§ TUJUAN 1: Menurut artikel tentang Pasal 284 KUHAP, paling lambat sampai tanggal berapa ketentuan KUHAP diberlakukan terhadap semua perkara?
§ TUJUAN 2: Tuliskan kembali tanpa perubahan sebagian artikel tentang Pasal 284 KUHAP, dimulai dari kata-kata yang memuat "Pengecualiannya adalah sebagaimana" dan berhenti setelah "tidak berlaku lagi.".
§ TUJUAN 3: Teruskan artikel tentang pengecualian dalam Pasal 284 KUHAP, mulai setelah kalimat terakhir yang ditampilkan.

Dalam rumusan wewenang-wewenang pada Pasal 14 KUHAP ini,
tidak ada lagi wewenang untuk melakukan penyidikan.
Pengecualiannya adalah sebagaimana yang ditentukan pada Pasal
284 ayat (2) KUHAP di mana dikatakan bahwa dalam waktu dua tahun
setelah undang undang ini diundangkan maka terhadap semua perkara
diberlakukan ketentuan undang undang ini, dengan pengecualian untuk
sementara mengenai ketentuan khusus acara pidana sebagaimana
tersebut pada undang-undang tertentu, sampai ada perubahan dan atau
dinyatakan tidak berlaku lagi.
Menurut rumusan Pasal 284 ayat (2) KUHAP, dalam waktu 2
(dua) tahun setelah undang-undang ini diundangkan maka terhadap
semua perkara diberlakukan ketentuan undang-undang ini. Jadi, dalam
waktu 2 (dua) tahun sejak berlakunya KUHAP, yang berarti paling
lambat sampai dengan tanggal 31 Desember 1983, terhadap semua
11
perkara diberlakukan ketentuan KUHAP. Pengecualiannya adalah
berkenaan dengan undang-undang yang memiliki ketentuan khusus
acara pidana. Dalam Penjelasan Pasal disebutkan contoh dari undang-
undang yang memiliki ketentuan khusus acara pidana, yaitu:
1. Undang-undang tentang pengusutan, penuntutan dan peradilan
tindak pidana ekonomi (Undang-undang Nomor 7 Drt. Tahun 1955);
2. Undang-undang tentang pemberantasan tindak pidana korupsi
(Undang-undang Nomor 3 Tahun 1971).
Pengecualian ini, sebenarnya dengan suatu pembatasan, yaitu
“untuk sementara … sampai ada perubahan dan atau dinyatakan tidak
berlaku lagi”.

§ BAGIAN DATA:
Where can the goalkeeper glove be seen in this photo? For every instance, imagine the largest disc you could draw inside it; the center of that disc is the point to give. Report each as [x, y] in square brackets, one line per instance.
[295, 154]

§ HASIL 1: 31 Desember 1983.

§ HASIL 2:
Pengecualiannya adalah sebagaimana yang ditentukan pada Pasal
284 ayat (2) KUHAP di mana dikatakan bahwa dalam waktu dua tahun
setelah undang undang ini diundangkan maka terhadap semua perkara
diberlakukan ketentuan undang undang ini, dengan pengecualian untuk
sementara mengenai ketentuan khusus acara pidana sebagaimana
tersebut pada undang-undang tertentu, sampai ada perubahan dan atau
dinyatakan tidak berlaku lagi.

§ HASIL 3:
Berdasarkan ketentuan Pasal 284 ayat (2) KUHAP, maka Jaksa
tetap berwenang melakukan penyidikan terhadap tindak pidana dalam
undang-undang yang memiliki ketentuan khusus acara pidana, walaupun
wewenang penyidikan tersebut dimaksudkan hanya “untuk sementara …
sampai ada perubahan dan atau dinyatakan tidak berlaku lagi”.
Dari rumusan Pasal 284 ayat (2) KUHAP terlihat pandangan dari
pembentuk KUHAP yang menghendaki agar dalam waktu yang tidak
terlalu lama, wewenang penyidikan oleh Jaksa berkenaan dengan tindak
pidana dalam undang-undang yang memiliki ketentuan khusus acara
pidana juga akan ditiadakan.
Tetapi, kenyataannya, telah berselang waktu 20 (dua puluh) tahun
lamanya, yaitu dari tahun 1983 – 2003, wewenang penyidikan oleh
Jaksa untuk tindak pidana dalam undang-undang yang memiliki
ketentuan khusus acara pidana, masih tetap bertahan. Bagaimanapun
juga, tenggang waktu 20 (dua puluh) tahun ini tidak dapat lagi
dikategorikan sebagai “untuk sementara”.
Kenyataan tersebut, secara tidak langsung telah menunjukkan
adanya perubahan pandangan atau perubahan politik hukum mengenai
kedudukan Jaksa di bidang penyidikan. Ada kecenderungan untuk tetap
12
mempertahankan wewenang Jaksa untuk melakukan penyidikan
terhadap tindak pidana dalam undang-undang yang memiliki ketentuan
khusus acara pidana.
Menurut penulis, kecenderungan ini merupakan hal yang dapat
dan perlu tetap dipertahankan karena:
1. Jaksa sebagai pihak yang akan hadir di depan sidang pengadilan
seharusnya benar-benar menguasai duduk perkara dan seluk beluk
suatu kasus, sehingga lebih tepat jika telah langsung melakukan
pemeriksaan sejak awal (penyidikan), terutama untuk kasus -kasus
yang cukup rumit, yaitu untuk tindak pidana-tindak pidana yang
karena kerumitan pembuktiannya sampai perlu diatur dalam
undang-undang tersendiri.
2. Jaksa berasal kalangan pendidikan tinggi bidang hukum (Sarjana
Hukum) yang memang terkonsentrasi untuk bidang ilmu hukum.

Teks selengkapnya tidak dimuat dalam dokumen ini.